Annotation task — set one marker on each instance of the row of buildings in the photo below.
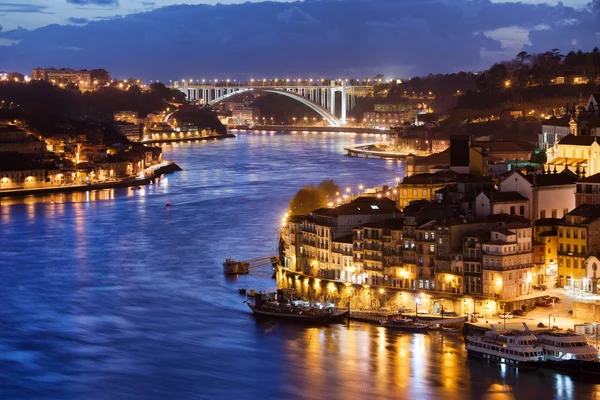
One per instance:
(67, 75)
(28, 161)
(463, 229)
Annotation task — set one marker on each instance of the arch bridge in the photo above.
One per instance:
(319, 98)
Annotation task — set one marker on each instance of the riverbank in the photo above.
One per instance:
(368, 151)
(149, 175)
(296, 128)
(189, 139)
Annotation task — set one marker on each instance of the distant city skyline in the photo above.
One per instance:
(155, 40)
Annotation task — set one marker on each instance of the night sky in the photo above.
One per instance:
(161, 40)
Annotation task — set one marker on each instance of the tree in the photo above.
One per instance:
(311, 198)
(305, 201)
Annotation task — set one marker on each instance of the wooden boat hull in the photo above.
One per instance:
(235, 268)
(407, 328)
(340, 316)
(511, 363)
(314, 319)
(575, 366)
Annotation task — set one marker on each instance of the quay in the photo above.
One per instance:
(187, 138)
(149, 175)
(365, 150)
(297, 128)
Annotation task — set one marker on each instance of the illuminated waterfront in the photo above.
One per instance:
(110, 295)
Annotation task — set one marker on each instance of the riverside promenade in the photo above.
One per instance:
(147, 176)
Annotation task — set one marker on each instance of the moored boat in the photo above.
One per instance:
(406, 325)
(569, 352)
(295, 311)
(232, 267)
(514, 348)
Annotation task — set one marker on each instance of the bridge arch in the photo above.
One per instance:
(325, 114)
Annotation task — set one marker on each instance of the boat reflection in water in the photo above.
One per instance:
(281, 305)
(406, 325)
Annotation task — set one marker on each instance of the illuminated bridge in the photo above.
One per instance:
(320, 96)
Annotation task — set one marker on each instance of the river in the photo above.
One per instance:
(111, 295)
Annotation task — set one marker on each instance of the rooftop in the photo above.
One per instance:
(571, 139)
(591, 179)
(360, 206)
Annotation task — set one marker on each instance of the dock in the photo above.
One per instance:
(363, 150)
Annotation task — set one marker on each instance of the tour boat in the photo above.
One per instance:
(514, 348)
(406, 325)
(265, 305)
(232, 267)
(569, 352)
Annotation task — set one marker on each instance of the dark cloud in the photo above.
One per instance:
(23, 8)
(78, 21)
(94, 2)
(346, 38)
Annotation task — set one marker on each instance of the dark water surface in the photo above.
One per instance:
(110, 295)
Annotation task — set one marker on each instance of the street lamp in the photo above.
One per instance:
(416, 306)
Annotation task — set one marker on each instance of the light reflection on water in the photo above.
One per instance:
(111, 295)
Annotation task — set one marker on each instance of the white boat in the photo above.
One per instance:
(563, 346)
(514, 348)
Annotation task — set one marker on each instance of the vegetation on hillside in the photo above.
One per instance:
(311, 198)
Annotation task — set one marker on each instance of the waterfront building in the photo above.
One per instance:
(495, 202)
(22, 179)
(545, 231)
(578, 238)
(553, 131)
(579, 150)
(423, 186)
(548, 195)
(507, 261)
(17, 140)
(244, 115)
(342, 259)
(472, 257)
(321, 227)
(588, 191)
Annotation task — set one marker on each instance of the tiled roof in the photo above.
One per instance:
(563, 121)
(361, 206)
(505, 146)
(591, 179)
(391, 223)
(571, 139)
(343, 239)
(507, 197)
(547, 222)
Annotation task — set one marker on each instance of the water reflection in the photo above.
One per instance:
(112, 295)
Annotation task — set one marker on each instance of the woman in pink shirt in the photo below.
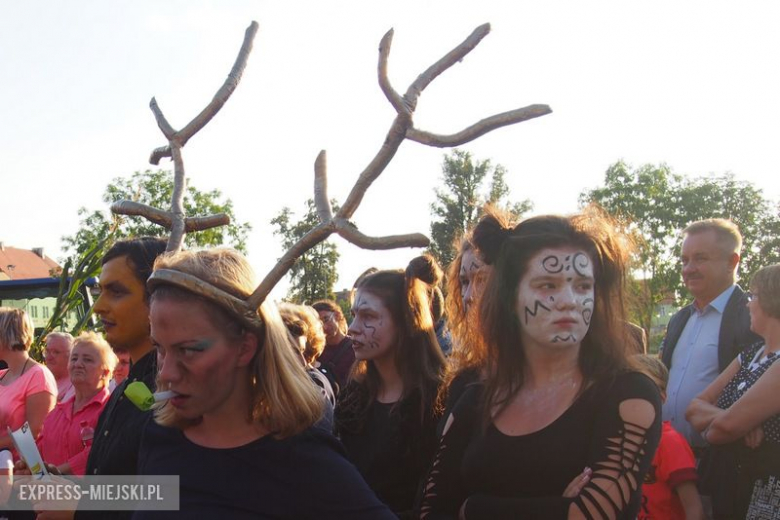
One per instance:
(67, 432)
(28, 390)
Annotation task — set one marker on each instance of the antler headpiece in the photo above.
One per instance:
(402, 128)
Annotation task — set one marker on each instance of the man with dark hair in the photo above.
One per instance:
(123, 309)
(705, 336)
(338, 356)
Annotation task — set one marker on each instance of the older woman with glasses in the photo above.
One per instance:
(739, 415)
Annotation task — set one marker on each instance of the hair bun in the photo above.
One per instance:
(424, 268)
(488, 237)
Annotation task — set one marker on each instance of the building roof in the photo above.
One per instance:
(21, 264)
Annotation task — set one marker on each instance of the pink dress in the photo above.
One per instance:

-- -- --

▶ [INSTRUCTIONS FOR THE TASK] Repeat the listing in full and exactly. Leave any pictures out.

▶ [EXPECTED ANSWER]
Annotation task — set one marker on each instance of the row of buildings in the photo below.
One per instance:
(67, 75)
(28, 161)
(463, 229)
Annotation task — set one marker on each instance of the arch bridge in the photo above.
One per instance:
(319, 98)
Annotation task — set one marker on each instance of the riverbank in the photo above.
One per instance:
(368, 151)
(149, 175)
(296, 128)
(189, 139)
Annotation task — set one marker on each instance of the distant city skyline in the photo above.
One per instance:
(155, 40)
Annotation task — set one marker on each instance of the night sky in the photo above.
One per instance:
(161, 40)
Annotation task — set one marker on each instance of the tree in the photo above.
One per instance:
(311, 198)
(305, 201)
Annotation task — set one marker on each instance of the wooden boat hull in the photo above.
One per instance:
(235, 268)
(407, 328)
(340, 316)
(511, 363)
(314, 319)
(575, 366)
Annotation task — set one marker on each instance of the quay in the photo above.
One per instance:
(187, 138)
(149, 175)
(365, 150)
(297, 128)
Annotation task — set one marker on each instance of the illuminated waterfront in the photo above.
One per instance:
(110, 295)
Annotation task — set one marker on each instance of the riverside promenade in the photo above.
One per instance:
(147, 176)
Annotation task — set one marker on each instance of the moored boat in the photo above.
One per instance:
(406, 325)
(569, 352)
(295, 311)
(232, 267)
(514, 348)
Annotation task — set one marker on each instance of the bridge arch in the photo above.
One per instance:
(325, 114)
Annotation task — set one marker on each instance of the boat reflection in water in the photo above.
One per instance:
(281, 305)
(406, 325)
Annotation task — set one marker on each instance of the illuminated bridge in the photo above.
One per instance:
(320, 96)
Annotation task — set one marker on each instance of the river in the photo above.
One per instance:
(111, 295)
Annotation task — set one marker on each instance of the rooftop in the photo above.
One per instance:
(571, 139)
(591, 179)
(360, 206)
Annotation task — set one marker on each instance of the dock in the photo above.
One per instance:
(363, 150)
Annotation task — set one marker on each instance of the tour boat in the photo above.
One per instance:
(514, 348)
(406, 325)
(265, 305)
(232, 267)
(569, 352)
Annotation task — set one marker on each instance of the dark cloud in the photo above.
One per instance:
(23, 8)
(78, 21)
(94, 2)
(346, 38)
Annotation task — set one marker on each instance of the dark water surface in the photo above.
One per instance:
(110, 295)
Annotation task — set one marker on each instance of the street lamp in the photo above.
One per instance:
(416, 306)
Annotation task — set one marker on each instance of the light reflection on water in the photo above.
One per instance:
(111, 295)
Annotation task — set one marker on each instance of the white boat in the photo above.
One per instance:
(563, 346)
(514, 348)
Annotation task — set one marker on each instance of the vegetation on hillside in the photo above.
One per instance:
(311, 198)
Annotation task — set one marker on each instance of the waterfront building in the photo above.
One per instance:
(495, 202)
(22, 179)
(545, 231)
(578, 238)
(553, 131)
(579, 150)
(423, 186)
(548, 195)
(507, 261)
(17, 140)
(244, 115)
(342, 259)
(472, 257)
(321, 227)
(588, 191)
Annotation task — set one marker on each instance of the tiled roof in the photo above.
One per instance:
(563, 121)
(361, 206)
(505, 146)
(591, 179)
(391, 223)
(571, 139)
(343, 239)
(507, 197)
(547, 222)
Annotation task — set one marker on each instance of the water reflection in the photo above.
One per instance:
(112, 295)
Annotation task — set one marker on each instance of the woman in pink shirt in the photo below.
One per instance:
(67, 432)
(28, 390)
Annotation task — set one marker on each instance of the antler headpiece in the photo above.
One per instance:
(402, 128)
Annotation task — set one marker on each instance of the man with dark hair in the photo above.
One per instance:
(123, 309)
(705, 336)
(338, 356)
Annotation task — set one marker on each instance of the older woman with glasses in the photo above.
One per instance:
(739, 415)
Annotation task — set one marker on each instance of the hair bun in the photo above.
One per instance:
(424, 268)
(488, 237)
Annotation task — set one marker on each instance of the building roof in the photo above.
One per instance:
(21, 264)
Annotation task — set one marker on each instance of the pink dress in the photo above.
One per instance:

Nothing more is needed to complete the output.